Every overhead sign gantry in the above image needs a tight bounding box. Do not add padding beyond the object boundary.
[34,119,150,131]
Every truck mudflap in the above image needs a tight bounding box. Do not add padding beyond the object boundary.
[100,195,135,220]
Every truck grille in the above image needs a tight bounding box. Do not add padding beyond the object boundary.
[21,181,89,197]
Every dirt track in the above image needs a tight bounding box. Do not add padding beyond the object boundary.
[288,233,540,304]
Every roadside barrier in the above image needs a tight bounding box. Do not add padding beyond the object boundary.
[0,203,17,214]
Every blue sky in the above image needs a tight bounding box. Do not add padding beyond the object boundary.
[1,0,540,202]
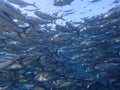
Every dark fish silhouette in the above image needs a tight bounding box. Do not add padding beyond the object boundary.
[7,0,37,8]
[53,0,74,6]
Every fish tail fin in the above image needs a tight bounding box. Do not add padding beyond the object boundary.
[32,2,37,8]
[52,20,57,25]
[59,13,66,21]
[76,30,80,36]
[17,32,23,39]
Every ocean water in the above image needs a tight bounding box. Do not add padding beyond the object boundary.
[0,0,120,90]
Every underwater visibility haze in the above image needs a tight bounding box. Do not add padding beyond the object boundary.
[0,0,120,90]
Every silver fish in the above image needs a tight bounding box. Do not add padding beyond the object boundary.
[0,1,29,22]
[30,87,45,90]
[0,58,13,70]
[4,41,26,54]
[3,31,40,45]
[26,16,52,26]
[7,0,37,8]
[50,32,74,42]
[0,12,25,33]
[53,79,74,88]
[34,11,64,21]
[5,62,23,70]
[35,71,59,82]
[95,63,120,71]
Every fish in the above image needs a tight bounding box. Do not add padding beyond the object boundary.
[35,71,59,82]
[50,32,79,43]
[7,0,37,8]
[63,11,75,16]
[74,40,104,49]
[0,0,37,32]
[0,11,15,25]
[89,0,102,3]
[0,0,28,22]
[26,16,53,26]
[53,0,74,6]
[87,81,106,90]
[105,58,120,63]
[50,33,72,44]
[4,41,25,53]
[0,58,13,70]
[26,45,52,56]
[0,56,24,70]
[30,86,45,90]
[55,24,73,32]
[3,31,24,42]
[95,63,120,71]
[3,31,40,45]
[63,10,76,17]
[0,11,26,34]
[52,79,74,89]
[61,9,75,12]
[34,11,64,21]
[5,62,23,70]
[24,8,40,12]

§

:: What is being asked ::
From the line that contains "Every underwater visibility" down to the last line of the listing above, repeat each line exactly, and include nothing else.

:: Completed task ::
Every underwater visibility haze in the above image needs a tight bounding box. Do not add padding beyond the object boundary.
[0,0,120,90]
Every silver fish in the above image needs a tight bounding box. Do not add padding beyond the object boundary.
[0,1,29,22]
[30,87,45,90]
[0,58,13,70]
[4,41,26,54]
[3,31,40,45]
[26,16,52,26]
[7,0,37,8]
[50,32,74,42]
[0,12,25,33]
[53,79,74,88]
[34,11,64,21]
[5,62,23,70]
[35,71,59,82]
[95,63,120,71]
Every fish in the above image needs a tight bounding box. Do not add padding beyond the object boundary.
[35,71,59,82]
[50,32,79,43]
[7,0,37,8]
[63,11,75,16]
[74,40,104,49]
[0,0,37,32]
[0,11,15,25]
[89,0,102,3]
[0,0,28,22]
[26,16,53,26]
[53,0,74,6]
[87,81,106,90]
[105,58,120,63]
[50,33,72,44]
[4,41,25,53]
[0,58,13,70]
[26,45,52,56]
[0,56,24,70]
[30,86,45,90]
[55,24,73,32]
[3,31,24,42]
[95,63,120,71]
[3,31,40,45]
[63,10,76,17]
[0,11,26,34]
[52,79,74,89]
[61,9,75,12]
[34,11,64,21]
[5,62,23,70]
[24,8,40,12]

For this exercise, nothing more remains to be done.